Extracted text:

No matter what, we have to keep Elvis away from the babies in the early days. Apparently, he may either intentionally or unintentionally attack/injure/kill them because he feels threatened - or because he doesn't know what he is doing. I don't know what we'll do there - I can't imagine keeping him locked in the stall.

The thruth is, I hope Ann-Margaret has just put on some holiday poundage (like the rest of us) and is not pregnant because having to choose between Elvis and the babies - well that's just a choice I am not ready to make.

And if that ain't country, I'll kiss your...

Thursday, December 14, 2006

Oh Hanukkah Candles, Where Art Thou?

Some time Tuesday night, it occured to me that Hanukkah was coming up and I didn't have any candles. While 3 days might seem like plenty of time to buy candles, We are actually leaving this morning on vacation so that left Wednesday to track down the festive lights.

One day - no problem. It's times like this that I am glad I work in Charlotte. Surely it should be easy to track down something simple like Hanukkah candles in a large, cosmopolitan, urban environment like Charlotte - a city which is home to the largest reform Jewish congregation in all of the Carolinas?

When I lived in NY, Hanukkah candles could be puchased at numerous locations. Overpriced, hand-dipped beeswax candles were standardly available at everything from overpriced stationery and gift wrap stores like Kates to your basic Hallmark. Even generic candles were available at the drugstore. You didn't have to think about it.

Information supplied:

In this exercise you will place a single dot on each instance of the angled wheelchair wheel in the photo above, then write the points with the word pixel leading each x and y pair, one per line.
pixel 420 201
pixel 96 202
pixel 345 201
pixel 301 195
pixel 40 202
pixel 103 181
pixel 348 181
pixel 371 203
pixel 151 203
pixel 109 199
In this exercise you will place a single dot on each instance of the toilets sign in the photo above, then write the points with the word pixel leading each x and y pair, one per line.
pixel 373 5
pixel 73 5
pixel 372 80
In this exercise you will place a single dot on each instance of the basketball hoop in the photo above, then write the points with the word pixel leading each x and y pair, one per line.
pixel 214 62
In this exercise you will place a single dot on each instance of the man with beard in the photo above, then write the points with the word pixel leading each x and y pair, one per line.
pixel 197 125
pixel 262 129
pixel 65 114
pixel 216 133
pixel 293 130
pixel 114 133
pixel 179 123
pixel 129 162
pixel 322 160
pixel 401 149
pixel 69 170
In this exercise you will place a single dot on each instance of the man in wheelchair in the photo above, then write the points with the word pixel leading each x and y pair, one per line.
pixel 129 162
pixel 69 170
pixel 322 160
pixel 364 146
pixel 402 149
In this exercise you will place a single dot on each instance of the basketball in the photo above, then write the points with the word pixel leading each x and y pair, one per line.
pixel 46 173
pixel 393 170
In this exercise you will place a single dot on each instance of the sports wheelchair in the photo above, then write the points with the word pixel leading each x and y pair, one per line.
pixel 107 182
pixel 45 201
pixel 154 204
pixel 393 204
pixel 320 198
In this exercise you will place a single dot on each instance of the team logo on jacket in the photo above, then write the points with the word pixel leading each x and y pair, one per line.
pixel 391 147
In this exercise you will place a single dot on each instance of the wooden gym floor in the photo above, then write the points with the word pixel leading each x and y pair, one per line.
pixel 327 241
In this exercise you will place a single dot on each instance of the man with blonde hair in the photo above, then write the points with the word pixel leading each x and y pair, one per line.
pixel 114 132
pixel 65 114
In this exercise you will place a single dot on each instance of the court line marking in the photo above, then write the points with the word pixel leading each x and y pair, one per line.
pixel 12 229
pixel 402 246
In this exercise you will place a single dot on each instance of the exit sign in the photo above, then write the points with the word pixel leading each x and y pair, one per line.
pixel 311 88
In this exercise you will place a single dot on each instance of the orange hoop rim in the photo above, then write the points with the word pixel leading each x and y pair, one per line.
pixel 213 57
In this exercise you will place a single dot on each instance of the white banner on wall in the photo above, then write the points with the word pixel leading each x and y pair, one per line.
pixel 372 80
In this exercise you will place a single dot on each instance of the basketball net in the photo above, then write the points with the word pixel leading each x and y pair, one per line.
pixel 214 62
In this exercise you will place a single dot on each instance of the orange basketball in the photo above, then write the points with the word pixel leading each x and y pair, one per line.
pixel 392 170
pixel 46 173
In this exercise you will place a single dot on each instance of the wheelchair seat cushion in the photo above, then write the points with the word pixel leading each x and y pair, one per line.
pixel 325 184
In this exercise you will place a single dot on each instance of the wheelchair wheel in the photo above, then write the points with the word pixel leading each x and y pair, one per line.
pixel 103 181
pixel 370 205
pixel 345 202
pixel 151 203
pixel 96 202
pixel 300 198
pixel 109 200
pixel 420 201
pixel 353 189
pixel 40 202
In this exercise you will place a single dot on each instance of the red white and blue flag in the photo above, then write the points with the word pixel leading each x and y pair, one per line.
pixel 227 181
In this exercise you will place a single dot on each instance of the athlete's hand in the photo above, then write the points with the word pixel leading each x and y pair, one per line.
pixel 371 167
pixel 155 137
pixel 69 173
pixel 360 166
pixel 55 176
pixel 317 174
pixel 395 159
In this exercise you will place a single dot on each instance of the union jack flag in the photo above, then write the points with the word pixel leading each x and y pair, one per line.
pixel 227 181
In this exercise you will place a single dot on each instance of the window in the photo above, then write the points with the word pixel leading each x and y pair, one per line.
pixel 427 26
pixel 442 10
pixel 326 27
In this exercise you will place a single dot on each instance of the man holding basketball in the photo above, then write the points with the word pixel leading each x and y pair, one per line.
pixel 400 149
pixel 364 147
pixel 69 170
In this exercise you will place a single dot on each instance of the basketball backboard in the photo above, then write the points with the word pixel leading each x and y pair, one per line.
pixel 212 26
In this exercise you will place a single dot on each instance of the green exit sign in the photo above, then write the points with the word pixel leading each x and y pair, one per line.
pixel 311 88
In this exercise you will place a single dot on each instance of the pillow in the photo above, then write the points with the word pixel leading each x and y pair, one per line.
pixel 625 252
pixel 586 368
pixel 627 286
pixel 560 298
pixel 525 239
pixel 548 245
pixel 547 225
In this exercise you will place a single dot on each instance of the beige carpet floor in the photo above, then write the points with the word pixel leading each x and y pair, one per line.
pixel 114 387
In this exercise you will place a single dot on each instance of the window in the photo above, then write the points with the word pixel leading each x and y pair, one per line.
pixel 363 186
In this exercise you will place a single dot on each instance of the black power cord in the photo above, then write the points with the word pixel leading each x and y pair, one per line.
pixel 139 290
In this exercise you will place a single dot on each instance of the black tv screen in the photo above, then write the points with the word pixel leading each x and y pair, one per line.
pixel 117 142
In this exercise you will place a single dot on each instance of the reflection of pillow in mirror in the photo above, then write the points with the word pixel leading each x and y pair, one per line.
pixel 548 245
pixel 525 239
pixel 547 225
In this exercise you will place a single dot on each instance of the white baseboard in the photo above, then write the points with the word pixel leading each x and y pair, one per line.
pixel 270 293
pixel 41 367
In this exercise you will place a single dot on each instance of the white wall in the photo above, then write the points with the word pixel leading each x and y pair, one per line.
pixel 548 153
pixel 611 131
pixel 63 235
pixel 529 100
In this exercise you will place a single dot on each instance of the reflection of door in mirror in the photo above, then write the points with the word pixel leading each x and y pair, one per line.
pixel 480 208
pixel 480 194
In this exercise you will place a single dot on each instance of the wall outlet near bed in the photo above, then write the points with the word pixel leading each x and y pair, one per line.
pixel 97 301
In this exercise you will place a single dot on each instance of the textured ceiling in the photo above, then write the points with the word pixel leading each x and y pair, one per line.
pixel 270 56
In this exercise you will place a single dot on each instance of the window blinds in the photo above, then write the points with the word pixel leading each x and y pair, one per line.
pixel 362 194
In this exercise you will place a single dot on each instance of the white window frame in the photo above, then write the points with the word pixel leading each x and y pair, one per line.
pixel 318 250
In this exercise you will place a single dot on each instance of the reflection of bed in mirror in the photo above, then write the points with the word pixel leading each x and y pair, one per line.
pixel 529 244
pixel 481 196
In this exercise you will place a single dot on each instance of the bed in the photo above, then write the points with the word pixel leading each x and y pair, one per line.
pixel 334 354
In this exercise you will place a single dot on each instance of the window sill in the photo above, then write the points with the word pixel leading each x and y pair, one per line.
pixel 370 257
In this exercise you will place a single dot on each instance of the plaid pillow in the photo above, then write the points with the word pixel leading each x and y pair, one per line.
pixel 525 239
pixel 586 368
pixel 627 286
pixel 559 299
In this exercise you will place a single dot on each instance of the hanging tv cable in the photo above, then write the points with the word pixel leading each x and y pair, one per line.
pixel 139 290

Short exercise A: Please return the blog post's wording between "One day - no" and "of the Carolinas?", inclusive.
Short exercise B: In which city does the writer of the blog post work?
Short exercise C: Extend the blog post past its final sentence.

Output A:
One day - no problem. It's times like this that I am glad I work in Charlotte. Surely it should be easy to track down something simple like Hanukkah candles in a large, cosmopolitan, urban environment like Charlotte - a city which is home to the largest reform Jewish congregation in all of the Carolinas?

Output B: Charlotte

Output C:
Not so in Charlotte. I called 3 Hallmarks in the vicinity of my office (which is an upscale part of town). All 3 had no candles - although one did have a menorah (why you have a menorah and no candles is beyond me). I didn't know where the equivalent of Kate's was in Charlotte - not that they were guaranteed to have candles either. I had a brief moment of panic while I racked my brain trying to think of an easy solution that didn't involve me braving the South Park mall (would Neimans have them and if so, would they be affordable?).

Then it occured to me. Charlotte has the largest reform congregation in the Carolinas - surely the temple would have a Judaica shop and surely that shop sold candles?

As it turns out they do and they did. So I drove out to Temple Beth-El tp buy candles. I was disappointed that the only overpriced, hand-dipped candles they had were in an odd shade of purple. I prefer mutli-color so I can plan out elaborate color schemes over the course of 8 nights. But straight purple? Not for me. Perhaps the prettier ones sold out weeks before to more forethinking people who don't wait to the last minute.

As for me, I drove out the Judaica shop and all I got was this box of plain old generic Hanukkah candles.

And if that ain't country, I'll kiss your...

Tuesday, December 05, 2006

Roadkill in the Driveway

Ok - given the subject, I'll keep it brief. But in a true "If That Ain't Country" moment, I went to pull out of the driveway yesterday morning only to discover roadkill blocking my path.

Roadkill down here is common. In fact -it's almost grossly prevalent. I unfortunately see it everywhere. Dogs. Cats. Deer. Racoons. Squirrels. Occasionally a skunk. It's pretty nasty. And I've always wondered about that poor schlub who winds up with a rotting/splattered animal corpse along his driveway/yard/trailer. Do they remove it? Call someone to remove it? Do they even care?

Well - yesterday, I was said poor schlulb. And I cared.

I confess - when I saw the dead animal on the road, I hoped it was Pepe Le Pew (who has still been hanging around our property trying his darndest (and unsuccessfully I might add) to get into our new, locked-lid garbage can.). Alas it wasn't.

I guess I haven't spent enough time down here to truly develop my dead-rodent-identifying skills although Marty (who eventually disapposed of the creature) said it was a possum.

Whatever it was, it was roadkill in the driveway.

And if that ain't country, I'll kiss your...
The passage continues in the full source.